Reading text.
┄┄┄┄┄┄

The notebook begins with an explanation of what a feature descriptor is and why it is important in computer vision. It explains how raw images are transformed into compact feature vectors that capture structural and edge information—ideal for recognition and classification tasks such as pedestrian detection.
The notebook details the HOG method by breaking down the following steps:
-
Preprocessing:
Resizing and normalizing the image patch to a fixed size (e.g., 64×128) ensures consistency. -
Gradient Computation:
Using gradient filters (e.g., Sobel operators) to compute the magnitude and orientation for each pixel. This step highlights the image edges and contours. -
Histogram Calculation:
Dividing the image into small cells (typically 8×8 pixels) and computing a 9-bin histogram of gradient orientations for each cell. Each pixel votes for the corresponding orientation bin based on its gradient magnitude. -
Block Normalization:
Grouping cells into larger blocks (typically 2×2 cells, forming a 16×16 block) and normalizing the concatenated histograms to mitigate the effects of varying illumination. -
Feature Vector Construction:
Concatenating all normalized block histograms into a final high-dimensional feature vector (e.g., 3780 dimensions for a 64×128 patch).

┄┄┄┄┄┄

What to do.
- A) Answer these from the HOG passage:
(i) What fixed size is given as an example for resizing the image patch?
(ii) How many bins does each cell's histogram of gradient orientations have?
(iii) How many dimensions does the final feature vector have for a 64×128 patch in the example?
- B) Please write out the stretch of the HOG passage from "The notebook begins" through "as pedestrian detection.".

Data entries

┄┄┄┄┄┄

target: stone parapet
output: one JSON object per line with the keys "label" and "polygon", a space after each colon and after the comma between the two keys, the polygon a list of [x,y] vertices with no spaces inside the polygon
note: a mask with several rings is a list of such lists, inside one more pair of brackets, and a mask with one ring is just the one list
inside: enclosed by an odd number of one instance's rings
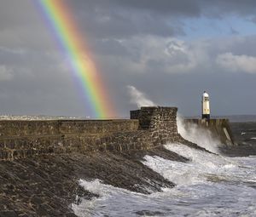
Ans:
{"label": "stone parapet", "polygon": [[131,111],[131,120],[0,121],[0,159],[146,150],[182,141],[177,110],[142,107]]}

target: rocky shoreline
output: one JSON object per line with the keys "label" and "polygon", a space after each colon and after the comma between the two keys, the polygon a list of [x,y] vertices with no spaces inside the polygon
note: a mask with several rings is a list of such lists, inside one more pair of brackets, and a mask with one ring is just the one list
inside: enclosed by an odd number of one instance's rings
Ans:
{"label": "rocky shoreline", "polygon": [[[235,125],[231,127],[234,128]],[[236,127],[241,128],[241,126]],[[237,132],[240,131],[234,129],[235,135],[239,135]],[[252,126],[248,128],[248,132],[250,130]],[[205,151],[189,141],[183,143]],[[250,147],[239,140],[238,146],[224,147],[222,151],[233,157],[241,153],[253,154],[255,146]],[[73,203],[79,204],[83,198],[90,200],[98,197],[82,188],[79,183],[80,179],[99,179],[105,184],[144,194],[160,191],[162,187],[173,187],[175,183],[143,165],[142,161],[145,155],[189,161],[162,146],[125,152],[48,154],[0,161],[0,217],[76,216],[72,209]]]}
{"label": "rocky shoreline", "polygon": [[145,155],[188,161],[163,147],[129,153],[45,155],[2,161],[0,216],[76,216],[72,203],[97,197],[79,185],[80,179],[99,179],[145,194],[173,187],[174,183],[141,163]]}

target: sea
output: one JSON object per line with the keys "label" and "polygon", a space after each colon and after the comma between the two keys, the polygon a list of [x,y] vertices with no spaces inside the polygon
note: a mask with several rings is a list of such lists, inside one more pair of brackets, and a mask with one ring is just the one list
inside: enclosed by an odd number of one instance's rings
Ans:
{"label": "sea", "polygon": [[[0,119],[16,118],[6,116]],[[253,126],[256,128],[256,123]],[[145,156],[144,165],[176,184],[173,188],[162,188],[162,191],[152,191],[149,195],[106,185],[100,180],[80,180],[81,186],[99,197],[72,204],[75,214],[81,217],[256,216],[256,156],[224,156],[218,149],[218,141],[208,132],[198,132],[196,128],[185,129],[182,117],[177,118],[177,127],[185,139],[213,153],[183,144],[166,144],[164,146],[166,150],[189,158],[189,162]],[[247,134],[243,128],[239,132],[241,136]],[[251,140],[247,139],[247,143],[253,144],[256,130],[249,133]]]}
{"label": "sea", "polygon": [[[256,128],[256,123],[253,126]],[[72,204],[74,213],[80,217],[255,217],[256,156],[225,157],[218,149],[219,142],[209,132],[200,131],[196,126],[185,129],[181,117],[177,117],[177,127],[185,139],[213,153],[183,144],[166,144],[166,150],[189,158],[189,162],[145,156],[142,163],[175,183],[175,187],[145,195],[105,185],[100,180],[80,180],[85,190],[100,197]],[[246,135],[244,131],[241,128],[239,134]],[[255,142],[256,130],[249,133],[251,141]]]}

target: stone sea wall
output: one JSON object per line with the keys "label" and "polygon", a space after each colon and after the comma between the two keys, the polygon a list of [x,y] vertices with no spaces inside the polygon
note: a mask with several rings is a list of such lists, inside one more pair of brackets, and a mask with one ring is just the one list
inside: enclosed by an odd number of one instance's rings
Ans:
{"label": "stone sea wall", "polygon": [[131,111],[131,120],[0,121],[0,160],[147,150],[183,141],[177,130],[177,110],[142,107]]}

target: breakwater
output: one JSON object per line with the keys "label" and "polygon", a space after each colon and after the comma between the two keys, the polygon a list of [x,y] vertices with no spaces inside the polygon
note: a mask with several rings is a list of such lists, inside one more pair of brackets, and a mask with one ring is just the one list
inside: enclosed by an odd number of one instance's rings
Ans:
{"label": "breakwater", "polygon": [[[142,107],[131,119],[0,121],[0,160],[44,154],[148,150],[167,142],[186,143],[177,132],[176,107]],[[207,127],[224,144],[233,144],[226,120],[186,120]]]}
{"label": "breakwater", "polygon": [[182,138],[176,115],[142,107],[131,120],[0,121],[0,216],[76,216],[71,204],[100,197],[80,179],[144,194],[173,187],[143,162],[191,161],[163,147],[168,142],[204,150]]}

┄┄┄┄┄┄

Responses in order.
- A)
(i) 64×128
(ii) 9
(iii) 3780

- B)
The notebook begins with an explanation of what a feature descriptor is and why it is important in computer vision. It explains how raw images are transformed into compact feature vectors that capture structural and edge information—ideal for recognition and classification tasks such as pedestrian detection.